(Beginning of Supplied text)

Thursday, February 28, 2008

Family

Eh... This is not a happy post. You want happy, scroll up or down.

So, I mentioned (very briefly) in my last post that you can love your family out of a sense of obligation, more than any actual tenderness. I realized tonight just how deeply I meant that.

A lot of girls, at some point, will come to serious disagreement with their mother. I've been living in a constant state of disagreement with her crazy ass for years, now. I was talking with my brother tonight, and the conversation turned to her. I moved out almost two years ago... Okay, I got kicked out almost two years ago. He still lives there. It's not a happy arrangement. It wasn't a happy arrangement when I still lived there. Or when my step-dad lived with us, before my mother forced him into a divorce.

My brothers and I have come to the conclusion that she is seriously abusive. And I don't mean that she hurts my feelings every now and then. I mean she has beaten all of us and uttered words that no normal mother would ever consider. For instance-
I've been disowned three times.

(End of Supplied text)
(Beginning of Supplied material)

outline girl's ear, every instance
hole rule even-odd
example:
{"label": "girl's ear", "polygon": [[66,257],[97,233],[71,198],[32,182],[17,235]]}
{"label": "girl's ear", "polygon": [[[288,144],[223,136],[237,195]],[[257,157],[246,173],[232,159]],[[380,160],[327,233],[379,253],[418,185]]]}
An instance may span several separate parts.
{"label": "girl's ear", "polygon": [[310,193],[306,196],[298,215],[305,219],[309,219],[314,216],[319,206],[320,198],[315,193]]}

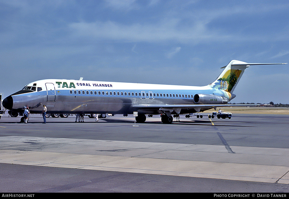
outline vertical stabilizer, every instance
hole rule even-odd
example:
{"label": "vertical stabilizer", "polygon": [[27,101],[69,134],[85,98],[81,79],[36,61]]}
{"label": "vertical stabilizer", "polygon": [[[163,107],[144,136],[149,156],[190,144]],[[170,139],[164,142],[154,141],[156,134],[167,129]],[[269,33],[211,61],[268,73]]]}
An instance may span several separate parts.
{"label": "vertical stabilizer", "polygon": [[225,69],[210,87],[232,93],[239,80],[249,64],[245,62],[233,60],[225,67]]}

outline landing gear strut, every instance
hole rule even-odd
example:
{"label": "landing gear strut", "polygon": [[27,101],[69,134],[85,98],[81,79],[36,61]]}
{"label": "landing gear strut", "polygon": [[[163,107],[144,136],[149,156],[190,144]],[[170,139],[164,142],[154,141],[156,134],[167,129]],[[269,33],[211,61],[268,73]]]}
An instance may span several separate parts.
{"label": "landing gear strut", "polygon": [[136,121],[138,123],[143,123],[145,122],[147,119],[144,114],[138,114],[138,115],[136,117]]}

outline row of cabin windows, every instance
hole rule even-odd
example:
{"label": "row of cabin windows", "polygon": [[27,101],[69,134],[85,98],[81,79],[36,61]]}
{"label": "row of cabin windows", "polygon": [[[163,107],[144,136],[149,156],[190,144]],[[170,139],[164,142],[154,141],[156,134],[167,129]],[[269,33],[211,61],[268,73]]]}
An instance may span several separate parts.
{"label": "row of cabin windows", "polygon": [[[84,90],[83,90],[82,91],[82,92],[83,94],[84,95],[85,94],[85,92],[84,91]],[[77,91],[75,90],[73,92],[72,90],[70,90],[70,94],[72,94],[73,93],[74,93],[74,94],[77,94],[77,93],[78,93],[79,94],[81,94],[81,92],[80,90],[79,90]],[[93,94],[93,92],[92,91],[90,91],[90,94],[91,95],[92,95]],[[94,92],[95,95],[97,94],[97,93],[98,93],[96,91]],[[103,95],[104,95],[105,94],[106,95],[108,95],[108,91],[105,91],[105,92],[104,91],[102,91],[102,92],[101,92],[100,91],[98,91],[98,93],[99,95],[101,95],[101,94],[102,94]],[[89,91],[86,91],[86,94],[87,95],[89,94],[89,93],[90,93],[90,92]],[[138,93],[138,93],[136,92],[136,93],[132,92],[131,93],[129,92],[127,93],[126,92],[113,92],[114,95],[119,95],[120,94],[121,95],[123,95],[124,94],[124,95],[125,96],[128,95],[128,96],[130,96],[131,95],[132,96],[142,96],[142,93]],[[186,95],[186,94],[182,94],[182,95],[181,95],[180,94],[176,94],[175,95],[174,94],[168,94],[167,93],[166,94],[165,93],[164,93],[163,94],[162,93],[160,93],[159,94],[158,93],[157,93],[156,94],[155,93],[153,93],[153,94],[152,94],[151,93],[149,93],[149,94],[150,97],[152,97],[152,95],[153,94],[154,97],[155,97],[156,95],[157,97],[159,97],[159,96],[162,97],[163,96],[164,97],[165,97],[166,96],[167,97],[168,97],[169,96],[170,97],[171,97],[172,96],[173,97],[183,97],[183,98],[188,97],[189,98],[190,98],[190,97],[191,97],[192,98],[193,98],[192,95]],[[145,96],[144,95],[145,94],[143,92],[142,93],[142,97],[144,96]],[[147,97],[149,96],[149,93],[146,93],[145,95]],[[110,92],[109,95],[112,95],[112,91]]]}

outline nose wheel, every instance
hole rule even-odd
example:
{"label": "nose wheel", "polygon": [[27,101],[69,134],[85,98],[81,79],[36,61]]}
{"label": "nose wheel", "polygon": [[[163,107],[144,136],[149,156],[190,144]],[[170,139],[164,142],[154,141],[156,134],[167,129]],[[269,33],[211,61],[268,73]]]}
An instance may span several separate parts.
{"label": "nose wheel", "polygon": [[164,124],[172,124],[173,123],[173,117],[168,116],[165,114],[162,116],[162,122]]}

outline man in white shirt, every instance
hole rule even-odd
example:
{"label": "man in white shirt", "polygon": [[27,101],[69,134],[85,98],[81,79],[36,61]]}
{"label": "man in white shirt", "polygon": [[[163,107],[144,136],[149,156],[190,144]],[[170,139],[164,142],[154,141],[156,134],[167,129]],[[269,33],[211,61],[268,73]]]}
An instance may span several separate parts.
{"label": "man in white shirt", "polygon": [[29,115],[30,113],[30,111],[29,111],[29,108],[27,106],[26,107],[26,109],[24,111],[24,114],[23,114],[24,115],[24,123],[27,123],[27,122],[28,121],[28,116]]}
{"label": "man in white shirt", "polygon": [[45,115],[46,114],[46,111],[47,111],[47,108],[45,105],[43,105],[43,110],[42,111],[42,114],[43,116],[43,124],[46,124],[46,118],[45,116]]}
{"label": "man in white shirt", "polygon": [[220,110],[219,110],[219,111],[218,111],[218,112],[220,114],[221,113],[222,113],[222,110],[221,110],[221,109],[220,109]]}

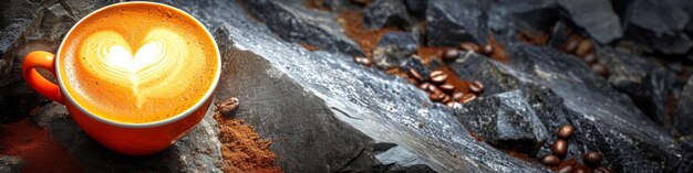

(End of Supplied material)

#### Task list
**1)** Return the stretch of the family blog post from "So, I mentioned" through "I meant that.", copied word for word.
**2)** Resume the family blog post, writing onward from its final sentence.

#### Answer section
**1)**
So, I mentioned (very briefly) in my last post that you can love your family out of a sense of obligation, more than any actual tenderness. I realized tonight just how deeply I meant that.

**2)**
She's asked me how many other men were in the room when I had sex with my first boyfriend.
She's accused me of having forgotten about my birth father, since I still consort with my step-father.
She's threatened me with exorcism.
She's spanked me. Now, this may not be too unusual, unless you take into account that I was twenty at the time, and the offense I committed was telling her to "get the fuck out of my room" when she barged in on me changing.
She's grabbed me by the hair and pulled me into a closed-fisted punch.
She's pinned me down on the floor and slapped me back and forth across the face.

Here's what she's done to Liam-
She's punched him in the torso and head.
She's KICKED him.
She's told him that he's going to fail in school, in the Navy, and in life.

These are just the ones he's told me about.

As you can probably tell, this has been going on for years. All of us have, at one point or another, been her physical and/or emotional punching bag. Liam, the youngest, is turning eighteen and graduating. Soon, all of us will have the option of cutting her out of our lives. And I'm really afraid that my brothers are going to do exactly that. Sean, the middle brother, will probably get sick of her trying to force religion on him soon. (He's becoming a stark and cynical atheist, in contrast to my mother's Irish Catholic.) As adults, we don't technically need our mother. So I'm worried that what's left of our family is going to fall apart soon. Something would have to change, and the change would have to be drastic, to stave that off.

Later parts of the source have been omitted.